### What to produce
Reproduce the listing below with "detection target" replaced by "object to locate" everywhere and everything else unchanged. Leave the pictures out.

### Provided entries
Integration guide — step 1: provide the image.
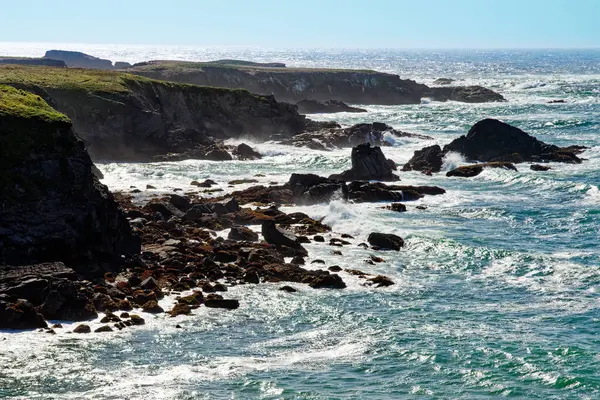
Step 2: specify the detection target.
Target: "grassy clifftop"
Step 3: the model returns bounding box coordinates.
[0,65,260,98]
[0,85,70,122]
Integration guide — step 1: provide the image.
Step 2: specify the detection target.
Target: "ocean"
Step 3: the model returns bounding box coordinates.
[0,43,600,400]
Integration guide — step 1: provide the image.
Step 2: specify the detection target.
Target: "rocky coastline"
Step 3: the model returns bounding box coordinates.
[0,50,584,334]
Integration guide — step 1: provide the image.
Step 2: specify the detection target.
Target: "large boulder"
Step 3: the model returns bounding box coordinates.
[367,232,404,250]
[261,221,308,254]
[329,143,398,181]
[288,173,348,205]
[44,50,113,69]
[402,144,444,172]
[296,99,367,114]
[446,162,517,178]
[0,85,140,277]
[444,118,581,163]
[281,122,431,150]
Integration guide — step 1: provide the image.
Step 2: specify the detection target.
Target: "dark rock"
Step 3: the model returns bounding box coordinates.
[0,102,140,277]
[329,143,398,181]
[402,144,445,172]
[204,299,240,310]
[529,164,552,171]
[169,194,191,212]
[288,173,348,205]
[73,324,92,333]
[309,274,346,289]
[129,314,146,325]
[94,325,113,333]
[227,225,258,242]
[44,50,113,69]
[233,143,262,160]
[433,78,454,85]
[385,203,406,212]
[0,300,48,329]
[281,122,432,150]
[444,119,581,164]
[261,221,308,254]
[446,162,517,178]
[296,99,367,114]
[368,275,394,287]
[142,300,165,314]
[367,232,404,250]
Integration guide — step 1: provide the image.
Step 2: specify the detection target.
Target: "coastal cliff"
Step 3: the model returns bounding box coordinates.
[0,85,140,276]
[0,65,308,161]
[127,61,504,105]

### Result for this exercise
Integration guide — step 1: provide the image.
Step 2: specify the object to locate.
Target: "grassy clifftop"
Step 3: the model returns bounding box coordinates.
[0,65,260,98]
[0,85,70,122]
Integration guide — step 1: provide the image.
Step 2: specify the object to locate.
Target: "ocean"
Step 3: the model returns bounding box coordinates.
[0,43,600,400]
Integration guide — step 1: provide the image.
Step 2: specify the object to locate.
Target: "rocky coastline"
Step 3: the model returns bounding box coordinates.
[0,50,584,334]
Integration guide — step 1: provide the image.
Step 2: specify the object to locate.
Target: "large boulder"
Step 3: the model returns bounding box coordinates.
[367,232,404,250]
[261,221,308,254]
[329,143,398,181]
[288,173,348,205]
[44,50,113,69]
[402,144,444,172]
[296,99,367,114]
[446,162,517,178]
[0,85,140,277]
[444,118,581,163]
[281,122,431,150]
Integration guide — step 1: provide the image.
Step 2: specify the object to locate.
Target: "dark rock"
Step 3: the model returns bounding box coordinates.
[0,102,140,277]
[329,143,398,181]
[402,144,445,172]
[204,299,240,310]
[529,164,552,171]
[169,194,191,212]
[288,173,348,205]
[73,324,92,333]
[309,274,346,289]
[129,314,146,325]
[94,325,113,333]
[227,225,258,242]
[44,50,113,69]
[233,143,262,160]
[433,78,454,85]
[385,203,406,212]
[0,300,48,329]
[281,122,432,150]
[444,119,581,164]
[261,221,308,254]
[446,162,517,178]
[296,99,367,114]
[368,275,394,287]
[142,300,165,314]
[367,232,404,250]
Integration guide — step 1: provide the image.
Step 2: specify the object to locate.
Target: "coastal cliff"
Step 3: the model returns bounding box coordinates.
[0,85,140,276]
[0,65,308,161]
[127,61,504,105]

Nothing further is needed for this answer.